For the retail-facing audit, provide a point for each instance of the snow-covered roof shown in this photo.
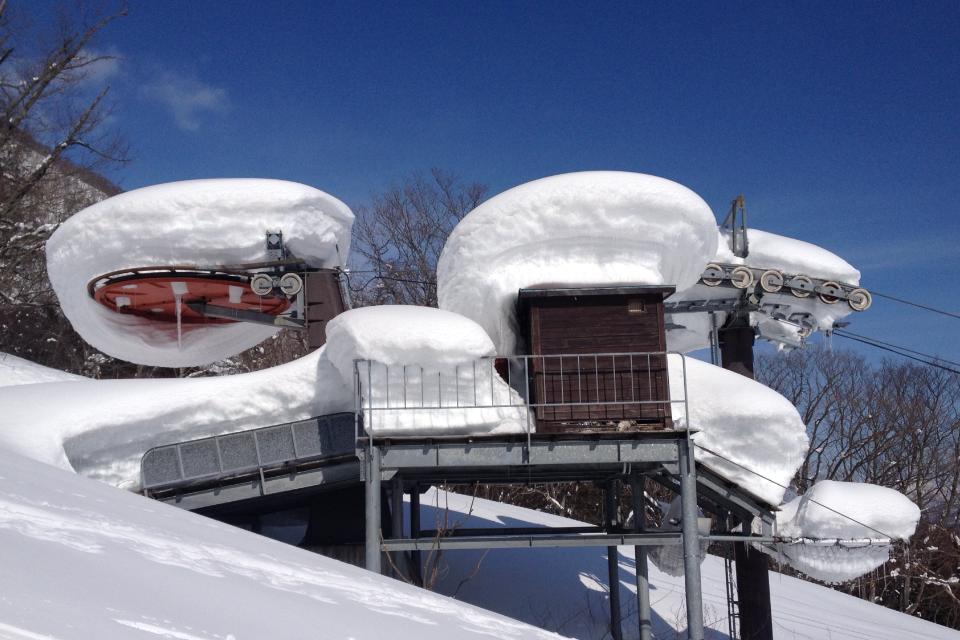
(589, 228)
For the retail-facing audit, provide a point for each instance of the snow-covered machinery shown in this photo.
(280, 291)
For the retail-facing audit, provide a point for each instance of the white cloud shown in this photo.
(187, 97)
(103, 66)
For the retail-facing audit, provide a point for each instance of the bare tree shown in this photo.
(398, 239)
(895, 425)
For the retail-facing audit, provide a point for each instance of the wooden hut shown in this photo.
(600, 362)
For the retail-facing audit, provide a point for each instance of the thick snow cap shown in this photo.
(844, 527)
(423, 372)
(198, 223)
(404, 335)
(590, 228)
(691, 331)
(754, 435)
(869, 511)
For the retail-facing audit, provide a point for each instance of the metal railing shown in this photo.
(615, 389)
(250, 451)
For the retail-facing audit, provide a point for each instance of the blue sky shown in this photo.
(839, 121)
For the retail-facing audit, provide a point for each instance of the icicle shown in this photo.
(179, 288)
(178, 298)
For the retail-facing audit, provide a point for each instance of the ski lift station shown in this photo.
(560, 353)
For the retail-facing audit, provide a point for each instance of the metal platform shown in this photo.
(297, 461)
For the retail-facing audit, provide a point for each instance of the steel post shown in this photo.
(400, 563)
(372, 511)
(644, 619)
(415, 558)
(736, 340)
(691, 540)
(613, 561)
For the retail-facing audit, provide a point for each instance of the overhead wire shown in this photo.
(915, 304)
(900, 351)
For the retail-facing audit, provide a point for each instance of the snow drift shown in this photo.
(101, 428)
(423, 372)
(590, 228)
(198, 223)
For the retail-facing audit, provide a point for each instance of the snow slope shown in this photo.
(101, 428)
(14, 370)
(566, 589)
(83, 560)
(197, 223)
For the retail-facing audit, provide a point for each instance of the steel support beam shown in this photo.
+++
• **Task directions**: Repeat each record exactly, with the pictures left out.

• **Output below**:
For the retail-facing audit, provide a point for each instance of the snow-covered roof shown in this photo.
(589, 228)
For the retail-facing audit, provide a point for each instance of the snow-covered machinery shown in this photo.
(280, 291)
For the retail-facing audit, provide a point for each instance of the white cloud shown in this photo.
(187, 97)
(103, 66)
For the retail-facing audit, provide a point for each instance of the bare tree shown in this photo.
(398, 239)
(895, 425)
For the retail-facing audit, provide a point for each instance of the wooden hut shown in this photo.
(600, 362)
For the retail-facing audit, provide a point for each instance of the thick snow cap shown in this photo.
(844, 527)
(423, 372)
(198, 223)
(404, 335)
(590, 228)
(691, 331)
(754, 435)
(869, 511)
For the retail-facing audit, provide a point for each instance of the metal railing shown in this photo.
(615, 389)
(250, 451)
For the retail-facing audit, provide a point for each instance of the blue sky shown in this photo.
(839, 121)
For the retail-facing audit, provide a point for each instance of the icicle shown in this photo.
(179, 288)
(178, 298)
For the retail-facing audit, provide a point for each instance of the ski lift station shown in this photo.
(560, 353)
For the retail-facing audit, provide a point for each instance of the metal platform shown in this photo.
(297, 461)
For the retail-facing audit, provide a point for each instance of the steel post shown in this photo.
(400, 563)
(372, 511)
(644, 619)
(415, 558)
(736, 340)
(691, 540)
(613, 561)
For the retail-facing audit, provide a point for each instance of the overhead wire shown in this photo.
(915, 304)
(900, 351)
For the retail-facing audit, provide a point for each instance of the snow drift shown in this photo.
(101, 428)
(423, 372)
(590, 228)
(198, 223)
For the retail-facing audit, provide a point for each instance of the snow slope shown in this photo.
(101, 428)
(14, 370)
(566, 589)
(83, 560)
(197, 223)
For the retail-facing audit, provide a point for each instance of the steel support beam shown in this photo.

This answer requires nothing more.